### Исходный текст
============================================================
Таких писем было несколько – их приносил либо Кома, либо Костя Богатырев, друг Б.Л., замечательный переводчик (позднее зверски убитый КГБ), через них же мама отправляла ответы. Но день 5 мая, кажется, был последним, когда к Б.Л. допускались посетители. Внезапно ему стало резко хуже. Собравшиеся на консилиум светила нашли обширный инфаркт.
Для нас начались совершенно сумасшедшие, мучительные дни – мы бегали по разным концам Москвы, по нескольку раз ездили туда и обратно в Переделкино – и все с единственной целью: что-нибудь узнать. О, как ощутила бедная мать в эти дни горечь своей «обочины», непреложность границы, отделявшей нас от мира «законных», свое бесправие! Сколько бы ни говорил ей Б.Л. по этому поводу и верных, и лукавых слов, даже в предсмертных своих письмах: «Опомнись и вспомни: все, все, что составляет значение жизни, только в твоих руках. Будь же мужественна и терпелива», – отказано ей было слишком во многом. У нее не было права даже знать. Сердце сжимается, когда вспоминаю ее, прячущуюся у забора дачи, куда пошел привезенный нами врач, и так все дни, до самого последнего, когда она, сжавшись, сидела около крыльца, у закрытой двери, за которой прощались «свои».
============================================================
### Задания
1) Переведите на английский язык предложение из воспоминаний о последних днях Б.Л.: «Собравшиеся на консилиум светила нашли обширный инфаркт».
2) Напишите продолжение воспоминаний о последних днях Б.Л., начав сразу после их последнего предложения.

### Материал
============================================================
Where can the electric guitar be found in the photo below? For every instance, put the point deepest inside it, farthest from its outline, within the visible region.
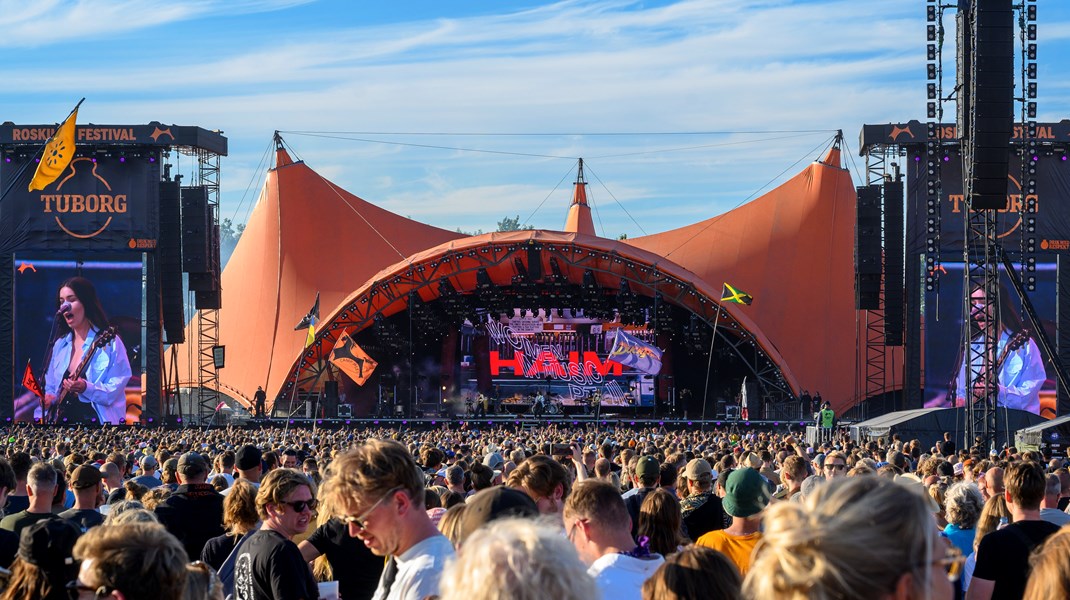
(1015, 341)
(66, 399)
============================================================
### Ответы к заданиям
1) The medical luminaries who had gathered for the consultation found an extensive heart attack.

2)
Сначала она хотела взять препятствие штурмом, отчаянно, в открытую. Помню, как вчетвером – она, Митя, Костя Богатырев и я – совещались в какой-то беседке на территории Дома творчества, и мать в истерике кричала Косте, что он трус, ничтожество, боится отнести на дачу Б.Л. ее письмо. Она решилась написать жившей там в то время Н. Табидзе, умоляя ее сообщать нам обо всем происходящем и разрешить разделить некоторые хлопоты и заботы о Б. Л. Бедная мама, не зная, как уговорить Табидзе, упомянула в своем письме, что может достать любые иностранные лекарства. (Через три месяца я прочла на Лубянке показания Н. Табидзе, где среди разной нелепой клеветы на мать – и даже на меня – фигурировало и следующее: «Ивинская пыталась проникнуть к умирающему Пастернаку, для чего написала мне письмо, на которое я не ответила, для того, чтобы получить нужные ей завещательные распоряжения. В письме она также говорила о своих связях с иностранцами…» Как я понимаю маму, которая, когда мы встретились с ней после суда в заквагоне, темпераментно шептала: «Сейчас бы вытащила его из могилы и ткнула в этот документик! Чтоб не целовался со своей Ниночкой!»)
Костя идти не захотел. Письмо понес Митя. Он вернулся очень скоро. Табидзе прочитала письмо и сказала, что ответа не будет. Тогда, отказавшись от штурма, решили прибегнуть к «цепочке». Многие, особенно женщины, помогали нам очень охотно.
Через некоторое время Евгений Борисович, старший сын Б.Л., видимо недовольный приездом нашего врача (это был известный кардиолог Долгоплоск) и опасаясь, что и в дальнейшем могут быть с нашей стороны нежелательные вмешательства, решил сам звонить, держать нас все время в курсе и направлять наши действия. Один раз он просил меня достать итальянскую камфору, которую я раздобыла в тот же вечер и отнесла Евгении Владимировне, первой жене Б. Л. Она встретила меня так дружелюбно, что я чуть не заплакала – это было очень неожиданно.
Видимо, чувствуя наше безумное беспокойство, Б.Л. сам, со своей стороны, установил связь.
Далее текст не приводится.